--- Short problem ---
Can you retype, word for word, the lines of the items below, starting at the line that contains "In this exercise you will label every instance of the stair" and ending at the last line of the items?

Items excerpted from a collection
* * * * * * * * *

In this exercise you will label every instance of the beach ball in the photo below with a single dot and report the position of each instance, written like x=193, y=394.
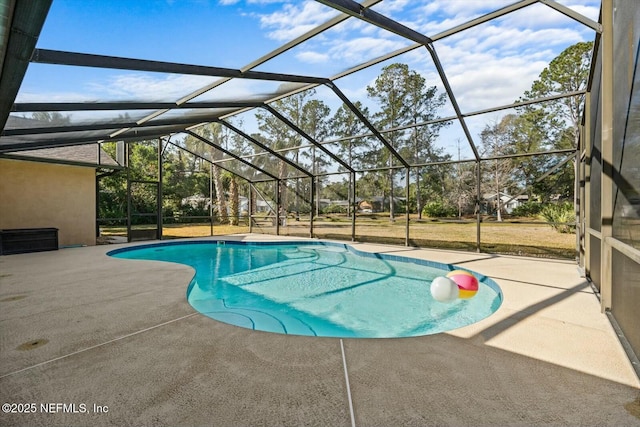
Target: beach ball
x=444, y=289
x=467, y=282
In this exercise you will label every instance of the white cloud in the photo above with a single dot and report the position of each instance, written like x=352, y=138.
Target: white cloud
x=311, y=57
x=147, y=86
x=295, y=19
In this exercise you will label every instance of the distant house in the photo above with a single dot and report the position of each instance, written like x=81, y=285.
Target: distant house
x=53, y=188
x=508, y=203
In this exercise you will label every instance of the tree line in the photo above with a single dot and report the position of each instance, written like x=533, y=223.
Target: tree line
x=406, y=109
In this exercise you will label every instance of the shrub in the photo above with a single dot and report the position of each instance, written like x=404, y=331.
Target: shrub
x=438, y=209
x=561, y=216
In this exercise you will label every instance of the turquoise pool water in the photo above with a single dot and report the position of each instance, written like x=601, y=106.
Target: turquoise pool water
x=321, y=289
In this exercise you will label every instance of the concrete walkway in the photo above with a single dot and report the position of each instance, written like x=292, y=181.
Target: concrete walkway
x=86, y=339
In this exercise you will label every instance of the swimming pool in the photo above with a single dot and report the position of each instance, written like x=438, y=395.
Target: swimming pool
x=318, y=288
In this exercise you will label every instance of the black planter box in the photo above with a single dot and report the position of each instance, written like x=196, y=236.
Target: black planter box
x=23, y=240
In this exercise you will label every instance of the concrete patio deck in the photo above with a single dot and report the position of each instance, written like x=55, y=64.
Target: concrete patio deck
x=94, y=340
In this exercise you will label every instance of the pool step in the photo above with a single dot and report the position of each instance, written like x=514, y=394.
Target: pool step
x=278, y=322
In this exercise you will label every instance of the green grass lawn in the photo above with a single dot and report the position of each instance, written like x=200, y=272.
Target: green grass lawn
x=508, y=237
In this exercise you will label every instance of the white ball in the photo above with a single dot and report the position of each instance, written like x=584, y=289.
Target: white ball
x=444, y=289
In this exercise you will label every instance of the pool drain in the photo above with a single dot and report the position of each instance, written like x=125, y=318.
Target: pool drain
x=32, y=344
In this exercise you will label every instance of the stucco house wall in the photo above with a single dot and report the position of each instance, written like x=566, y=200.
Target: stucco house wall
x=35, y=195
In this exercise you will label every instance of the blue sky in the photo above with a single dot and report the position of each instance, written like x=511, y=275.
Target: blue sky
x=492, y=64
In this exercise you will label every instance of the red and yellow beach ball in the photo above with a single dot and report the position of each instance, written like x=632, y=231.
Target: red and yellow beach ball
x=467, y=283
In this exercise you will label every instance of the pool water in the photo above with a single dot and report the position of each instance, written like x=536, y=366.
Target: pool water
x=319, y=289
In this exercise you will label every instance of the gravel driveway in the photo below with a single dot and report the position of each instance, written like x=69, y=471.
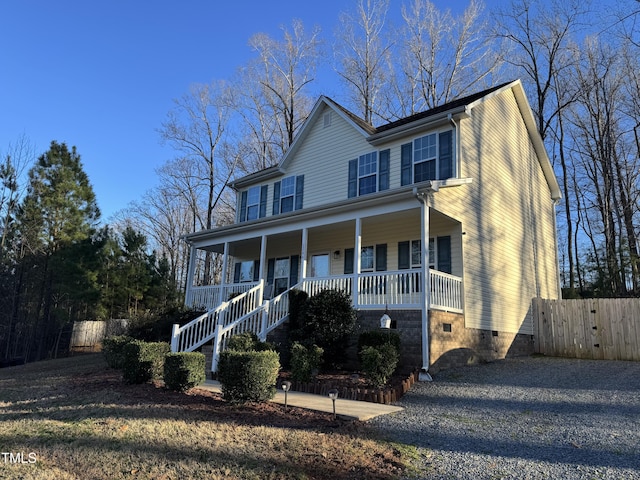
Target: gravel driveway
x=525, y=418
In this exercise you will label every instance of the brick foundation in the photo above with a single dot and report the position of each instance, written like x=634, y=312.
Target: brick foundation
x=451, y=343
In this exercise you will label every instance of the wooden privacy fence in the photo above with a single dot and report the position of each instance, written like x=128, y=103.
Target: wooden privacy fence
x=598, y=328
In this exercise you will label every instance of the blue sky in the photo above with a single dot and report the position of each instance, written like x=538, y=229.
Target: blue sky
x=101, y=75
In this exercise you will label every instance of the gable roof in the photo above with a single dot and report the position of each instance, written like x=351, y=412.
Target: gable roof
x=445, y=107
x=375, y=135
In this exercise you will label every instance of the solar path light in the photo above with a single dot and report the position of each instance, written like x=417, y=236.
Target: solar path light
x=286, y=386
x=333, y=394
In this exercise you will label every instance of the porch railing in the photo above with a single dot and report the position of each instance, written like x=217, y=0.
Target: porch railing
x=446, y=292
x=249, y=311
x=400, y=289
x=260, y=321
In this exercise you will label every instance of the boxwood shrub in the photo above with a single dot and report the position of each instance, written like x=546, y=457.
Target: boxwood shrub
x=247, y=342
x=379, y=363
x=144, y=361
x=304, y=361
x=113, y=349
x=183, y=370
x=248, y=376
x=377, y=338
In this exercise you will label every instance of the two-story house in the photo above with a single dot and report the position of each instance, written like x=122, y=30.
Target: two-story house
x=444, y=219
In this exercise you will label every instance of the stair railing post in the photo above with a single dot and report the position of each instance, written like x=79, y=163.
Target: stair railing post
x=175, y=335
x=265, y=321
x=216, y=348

* * * * * * * * *

--- Answer to the exercise ---
In this exercise you will label every instance of the stair railing post in the photo above with a single dot and report the position of each instance, written like x=79, y=163.
Target: stair railing post
x=175, y=335
x=265, y=321
x=216, y=348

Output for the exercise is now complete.